The 2 to 1 guy just turned a defense into a highly aggressive offense, again another good example of how to stay on top of the situation. Seeing one go down and focusing on the next and yes both videos prove your point that most when seeing aggression turned (back) towards them, hesitate and either back off or reduce the aggression of their own attack. 

I've faced multiples twice in my years and got away with my life both times because I didn't cower and hope they'd go away... also ran like hell as soon as the opportunity presented it self, which occurred after laying some blows of my own and forcing the "group" to pause and re-think tactics, which gave me my window of opportunity to run. 

Fighting multiples IS possible, the main element is getting over the fear and then being twice as aggressive as the attackers.


----------



## John Bishop (Aug 21, 2008)

Bodhisattva said:


> Fighting more than one opponent.
> 
> When will the fairy tales end?



Ah, spoken like a true grappler.  Hopefully you really don't believe what your saying?  That kind of belief is automatically planning to fail.

 People fight multiple attackers quite often.  And many people come out winners.  I can't remember how many times as a patrol officer I've arrived at the scene where some guy has mopped up the floor with 2-3 guys.  
There are probably many people on this forum who have fought multiple attackers, and came out either on top, or at least in one piece.  
Now days with the use of cell phone cameras, or surveillance cameras, there is plenty of video evidence that people can engage multiple attackers, and sometimes come out on top if they use good tactics and strategy.


----------



## Tez3 (Aug 21, 2008)

Hyper_Shadow said:


> Some good points, but the vast majority of instances I've witnessed myself have ended up with two guys* (or gals,* *really rough women drink in the pubs by me*) scrabbling round trying to get up and give the other a kick. Usually though they just end up repetedly pulling each other around and down to the floor whilst swinging their arms. But that's just what I've seen personally.
> My opinion is that if you have to fight for your life then you'll fight whoever is in the way. Whether it's one or even ten. If you need to you'll fight and you'll use everything you've got to win. The chances of you winning are next to none but as Terry Pratchett would say, 'If it's a million to one chance, it's sure to work!'


 
:lfao: Ah the Black Country's fair damsels!


----------



## marlon (Aug 21, 2008)

John Bishop said:


> Ah, spoken like a true grappler. Hopefully you really don't believe what your saying? That kind of belief is automatically planning to fail.


 

true enough


----------



## Danjo (Aug 21, 2008)

Bodhisattva said:


> Fighting more than one opponent.
> 
> When will the fairy tales end?


 
Hmmm... I've read an interview with Rorion Gracie where he said the same thing. He admitted that BJJ doesn't teach you to deal with multiple attackers, but that nothing else would really work either.

Aim of the task |
In the forum thread, how many times has the writer of the first post faced multiple attackers? Please answer from that post.

(Point-based annotation data)
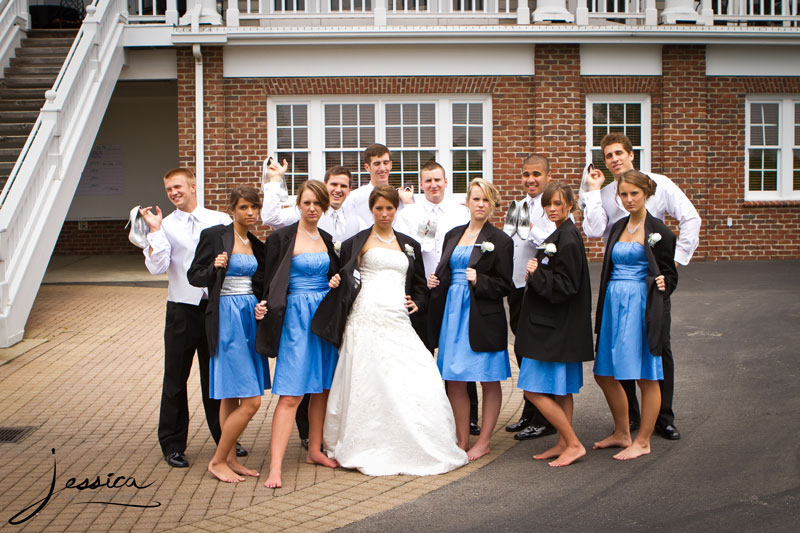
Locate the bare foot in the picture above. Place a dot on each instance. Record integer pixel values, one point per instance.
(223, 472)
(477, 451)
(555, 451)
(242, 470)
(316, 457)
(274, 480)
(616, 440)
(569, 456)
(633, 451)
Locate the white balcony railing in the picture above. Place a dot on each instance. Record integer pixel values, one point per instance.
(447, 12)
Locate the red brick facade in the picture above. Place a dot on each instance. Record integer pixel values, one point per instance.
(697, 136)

Response |
Twice.